# GIVEN EXERCISE 1:
In the news article about Babson College and Wilmington University, what did Wilmington University remove?
# GIVEN EXERCISE 2:
Carry on the news article about Babson College's firing of Asheen Phansey from where it stops.

Scrubbed website of all mentions of him as faculty

Two private colleges are refusing to engage with criticisms of their decisions to censor or punish political speech, though one of them appears to have escaped scrutiny by a group that defends faculty rights.

The American Association of University Professors backed off its threat to investigate Babson College for firing an adjunct professor after he joked about Iran bombing American “cultural sites” such as the Mall of America and a “Kardashian residence.”

A spokesperson for the group told The College Fix that the incident didn’t concern academic freedom, accepting Babson’s claim that Asheen Phansey (above) was a staff member, not a professor.

Phansey, however, was scheduled to teach a marketing course two weeks after his firing. The Foundation for Individual Rights in Education said the Massachusetts college scrubbed that information from its website – and other references to Phansey as faculty – when it started publicly claiming he wasn’t faculty.

FIRE has sought answers from Babson and Delaware’s Wilmington University, which removed an art exhibit depicting President Trump’s beheading, for their recent actions. A spokesperson for the civil liberties group told The Fix Monday that neither has responded.

Babson has twice tried to mislead The Fix about Phansey’s status. Last month Michael Chmura, public relations director, asked for a correction when The Fix referred to Phansey as a professor, saying the headline should refer to a “staff member.” (He was also director of sustainability.)

Informed that Babson’s own website listed Phansey as faculty, Chmura did not respond. Asked to respond to FIRE’s newer claim that Babson did not appear to have treated Phansey’s post as a true threat, Chmura ignored the specific questions and reiterated that the matter concerned a staff member. (He has never referred to Phansey by name.)

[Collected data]

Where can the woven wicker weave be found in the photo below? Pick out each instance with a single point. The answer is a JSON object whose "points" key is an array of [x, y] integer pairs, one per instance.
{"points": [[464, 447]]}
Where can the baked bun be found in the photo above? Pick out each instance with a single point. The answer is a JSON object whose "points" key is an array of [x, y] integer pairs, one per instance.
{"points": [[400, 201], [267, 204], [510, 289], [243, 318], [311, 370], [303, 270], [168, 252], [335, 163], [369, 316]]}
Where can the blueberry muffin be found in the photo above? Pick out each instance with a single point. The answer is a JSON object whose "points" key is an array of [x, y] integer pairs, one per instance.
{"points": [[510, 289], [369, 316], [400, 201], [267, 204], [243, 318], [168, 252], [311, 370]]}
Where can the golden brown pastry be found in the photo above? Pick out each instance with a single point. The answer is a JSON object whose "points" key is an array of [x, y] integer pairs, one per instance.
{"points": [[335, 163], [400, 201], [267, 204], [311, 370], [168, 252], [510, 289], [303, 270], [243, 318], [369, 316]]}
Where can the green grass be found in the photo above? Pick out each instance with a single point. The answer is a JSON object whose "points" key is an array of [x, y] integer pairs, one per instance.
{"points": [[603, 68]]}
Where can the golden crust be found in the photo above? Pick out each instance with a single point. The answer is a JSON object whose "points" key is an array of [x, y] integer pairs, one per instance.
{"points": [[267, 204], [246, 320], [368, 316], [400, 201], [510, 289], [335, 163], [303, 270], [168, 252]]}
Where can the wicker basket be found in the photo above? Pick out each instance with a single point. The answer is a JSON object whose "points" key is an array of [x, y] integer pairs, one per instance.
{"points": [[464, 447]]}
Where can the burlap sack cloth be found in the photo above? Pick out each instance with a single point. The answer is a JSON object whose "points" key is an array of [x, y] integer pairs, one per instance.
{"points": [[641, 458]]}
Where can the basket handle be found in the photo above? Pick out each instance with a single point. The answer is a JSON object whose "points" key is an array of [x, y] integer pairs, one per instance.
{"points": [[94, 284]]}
...
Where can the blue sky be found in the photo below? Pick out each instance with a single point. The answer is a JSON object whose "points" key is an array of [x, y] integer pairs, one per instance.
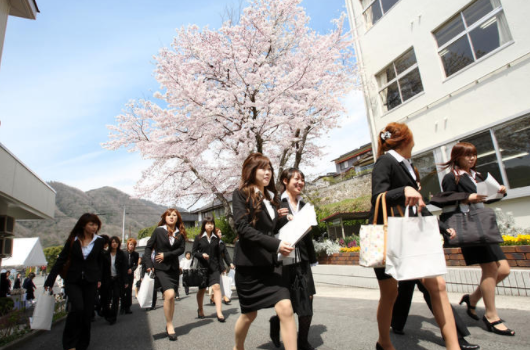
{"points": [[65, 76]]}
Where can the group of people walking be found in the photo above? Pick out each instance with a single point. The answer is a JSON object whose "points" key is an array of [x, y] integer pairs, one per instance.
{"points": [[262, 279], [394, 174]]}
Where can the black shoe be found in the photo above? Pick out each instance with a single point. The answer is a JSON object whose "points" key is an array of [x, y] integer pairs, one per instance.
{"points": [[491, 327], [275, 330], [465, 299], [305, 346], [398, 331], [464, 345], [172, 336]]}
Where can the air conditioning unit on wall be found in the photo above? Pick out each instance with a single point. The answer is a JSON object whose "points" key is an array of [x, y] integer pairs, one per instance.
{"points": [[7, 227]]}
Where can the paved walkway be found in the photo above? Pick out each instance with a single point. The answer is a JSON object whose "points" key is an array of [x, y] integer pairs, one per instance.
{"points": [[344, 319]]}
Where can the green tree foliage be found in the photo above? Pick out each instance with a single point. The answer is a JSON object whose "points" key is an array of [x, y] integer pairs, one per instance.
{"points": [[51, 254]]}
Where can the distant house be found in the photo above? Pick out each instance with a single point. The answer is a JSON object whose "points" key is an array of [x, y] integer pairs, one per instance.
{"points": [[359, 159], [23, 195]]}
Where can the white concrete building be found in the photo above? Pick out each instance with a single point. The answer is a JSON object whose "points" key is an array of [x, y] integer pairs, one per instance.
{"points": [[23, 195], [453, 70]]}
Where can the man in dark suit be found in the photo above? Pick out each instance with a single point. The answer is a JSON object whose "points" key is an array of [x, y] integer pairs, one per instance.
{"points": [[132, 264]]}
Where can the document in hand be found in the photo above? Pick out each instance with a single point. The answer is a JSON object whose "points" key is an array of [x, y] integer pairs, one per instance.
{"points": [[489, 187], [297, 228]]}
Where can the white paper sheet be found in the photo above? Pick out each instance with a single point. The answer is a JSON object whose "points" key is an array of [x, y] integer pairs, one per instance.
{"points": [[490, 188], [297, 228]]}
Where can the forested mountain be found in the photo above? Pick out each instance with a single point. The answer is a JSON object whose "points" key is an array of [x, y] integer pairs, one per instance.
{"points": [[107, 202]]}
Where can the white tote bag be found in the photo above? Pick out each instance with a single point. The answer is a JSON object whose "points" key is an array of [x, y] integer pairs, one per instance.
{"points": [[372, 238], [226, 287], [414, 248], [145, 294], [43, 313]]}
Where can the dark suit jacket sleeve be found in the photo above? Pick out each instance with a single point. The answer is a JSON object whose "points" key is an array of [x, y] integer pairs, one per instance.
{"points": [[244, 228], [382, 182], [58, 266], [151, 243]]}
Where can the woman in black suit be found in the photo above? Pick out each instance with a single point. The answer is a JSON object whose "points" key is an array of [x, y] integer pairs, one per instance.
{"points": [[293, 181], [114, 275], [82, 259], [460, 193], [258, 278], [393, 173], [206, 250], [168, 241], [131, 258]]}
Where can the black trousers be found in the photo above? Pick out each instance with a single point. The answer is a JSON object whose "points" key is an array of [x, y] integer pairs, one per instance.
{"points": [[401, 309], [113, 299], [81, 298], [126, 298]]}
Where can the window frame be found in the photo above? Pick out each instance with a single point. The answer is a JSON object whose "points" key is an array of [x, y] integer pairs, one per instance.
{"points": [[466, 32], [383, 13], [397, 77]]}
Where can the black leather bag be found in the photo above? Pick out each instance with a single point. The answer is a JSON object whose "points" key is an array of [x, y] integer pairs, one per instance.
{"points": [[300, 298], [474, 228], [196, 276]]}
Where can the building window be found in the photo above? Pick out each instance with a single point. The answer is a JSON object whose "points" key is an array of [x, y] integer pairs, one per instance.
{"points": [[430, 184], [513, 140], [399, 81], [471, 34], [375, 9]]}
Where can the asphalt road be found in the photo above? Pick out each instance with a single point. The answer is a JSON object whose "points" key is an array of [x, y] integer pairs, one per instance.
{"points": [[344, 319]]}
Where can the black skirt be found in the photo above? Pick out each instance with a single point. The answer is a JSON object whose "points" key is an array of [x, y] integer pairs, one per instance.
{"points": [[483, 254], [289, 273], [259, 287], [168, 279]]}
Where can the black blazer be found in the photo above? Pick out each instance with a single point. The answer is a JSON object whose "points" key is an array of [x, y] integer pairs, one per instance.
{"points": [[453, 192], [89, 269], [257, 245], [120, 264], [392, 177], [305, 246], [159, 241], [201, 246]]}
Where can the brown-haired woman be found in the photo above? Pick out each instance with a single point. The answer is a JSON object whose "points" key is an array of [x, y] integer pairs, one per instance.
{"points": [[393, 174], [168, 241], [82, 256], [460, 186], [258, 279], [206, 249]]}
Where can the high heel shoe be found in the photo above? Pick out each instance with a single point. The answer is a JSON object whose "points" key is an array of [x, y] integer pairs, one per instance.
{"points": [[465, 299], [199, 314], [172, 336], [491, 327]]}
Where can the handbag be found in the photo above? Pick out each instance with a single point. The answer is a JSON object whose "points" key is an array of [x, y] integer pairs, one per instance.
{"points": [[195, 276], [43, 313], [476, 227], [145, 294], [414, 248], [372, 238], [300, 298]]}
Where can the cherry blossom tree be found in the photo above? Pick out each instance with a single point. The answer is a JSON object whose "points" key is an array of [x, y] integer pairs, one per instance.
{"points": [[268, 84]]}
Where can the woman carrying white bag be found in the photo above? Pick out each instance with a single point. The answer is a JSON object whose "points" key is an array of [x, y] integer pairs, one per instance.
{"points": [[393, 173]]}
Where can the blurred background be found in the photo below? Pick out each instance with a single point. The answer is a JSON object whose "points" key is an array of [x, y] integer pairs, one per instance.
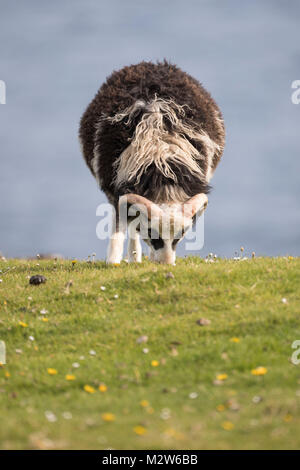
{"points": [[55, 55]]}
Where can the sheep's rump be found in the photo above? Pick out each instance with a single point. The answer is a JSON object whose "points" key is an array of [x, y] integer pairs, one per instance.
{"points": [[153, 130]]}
--
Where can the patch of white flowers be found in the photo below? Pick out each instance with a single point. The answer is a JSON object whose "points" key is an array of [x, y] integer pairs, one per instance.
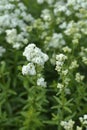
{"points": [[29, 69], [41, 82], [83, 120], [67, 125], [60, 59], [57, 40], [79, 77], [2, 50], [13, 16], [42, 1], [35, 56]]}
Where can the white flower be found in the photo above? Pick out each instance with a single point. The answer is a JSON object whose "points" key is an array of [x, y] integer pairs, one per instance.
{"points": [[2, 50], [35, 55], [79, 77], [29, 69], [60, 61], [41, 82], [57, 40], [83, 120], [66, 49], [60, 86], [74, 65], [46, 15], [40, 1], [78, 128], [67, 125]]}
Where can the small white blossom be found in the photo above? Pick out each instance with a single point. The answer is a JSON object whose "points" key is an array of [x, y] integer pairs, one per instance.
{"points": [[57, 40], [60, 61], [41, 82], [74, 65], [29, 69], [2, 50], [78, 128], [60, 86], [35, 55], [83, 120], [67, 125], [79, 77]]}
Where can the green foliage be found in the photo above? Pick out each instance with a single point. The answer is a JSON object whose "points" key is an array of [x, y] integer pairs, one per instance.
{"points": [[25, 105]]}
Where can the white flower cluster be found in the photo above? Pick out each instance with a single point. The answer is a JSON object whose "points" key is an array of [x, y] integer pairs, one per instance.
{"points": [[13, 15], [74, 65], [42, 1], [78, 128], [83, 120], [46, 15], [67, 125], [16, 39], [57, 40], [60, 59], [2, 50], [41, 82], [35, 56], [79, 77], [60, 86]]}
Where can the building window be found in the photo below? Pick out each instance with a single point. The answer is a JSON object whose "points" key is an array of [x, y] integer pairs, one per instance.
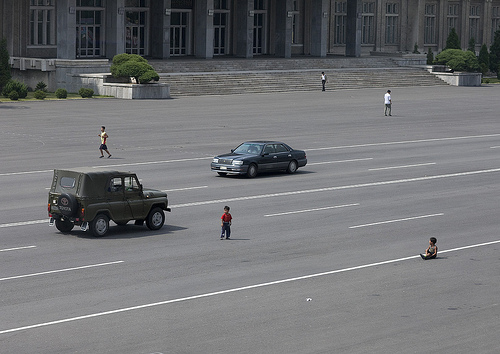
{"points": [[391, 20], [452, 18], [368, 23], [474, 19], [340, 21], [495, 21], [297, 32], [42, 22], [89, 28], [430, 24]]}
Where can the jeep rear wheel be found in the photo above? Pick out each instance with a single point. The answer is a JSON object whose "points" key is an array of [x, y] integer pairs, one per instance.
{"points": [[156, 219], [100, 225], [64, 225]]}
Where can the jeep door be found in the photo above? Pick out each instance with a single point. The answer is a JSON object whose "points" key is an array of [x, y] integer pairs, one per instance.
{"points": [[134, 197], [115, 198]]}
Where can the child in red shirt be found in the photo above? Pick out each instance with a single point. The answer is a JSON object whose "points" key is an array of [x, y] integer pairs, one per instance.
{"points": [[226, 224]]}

# TASK RESPONSE 1:
An art exhibit depicting President Trump's beheading.

# TASK RESPONSE 2:
Wilmington University has also stayed mum on allegations that it violated its own policies by removing the anti-Trump artwork. In a phone call last week, Laurie Bick-Jensen, director of public relations, asked The Fix to send her questions over email instead. She has yet to respond to email questions.

‘The case did not meet our criteria for investigation’

Phansey drew public attention after he mocked President Trump’s tweeted threat to bomb Iranian cultural sites. Making fun of the perceived lack of cultural sites in America, he said in a private Facebook post that Iran should tweet a similar list in retaliation.

Babson fired him a day after promising a “thorough investigation” into Phansey’s post, which prompted an open letter from four civil liberties organizations, a teachers group and 160 authors, artists, and academics including author Salman Rushdie and musician Rosanne Cash.

They called it “deeply disturbing” that Phansey was terminated for a “satirical” and “mocking” post that included “no hint of harassment, incitement to imminent violence, nor any other category of speech outside the safeguards of the First Amendment.”

As a political comment with “no nexus to his role as a professor or administrator,” Phansey’s post warrants “the highest level of protection,” they wrote.

The administration’s actions “contravene Babson’s own stated commitments to free speech and academic freedom,” the letter said, calling for Phansey’s reinstatement to both positions. Fifteen Babson academics signed the statement.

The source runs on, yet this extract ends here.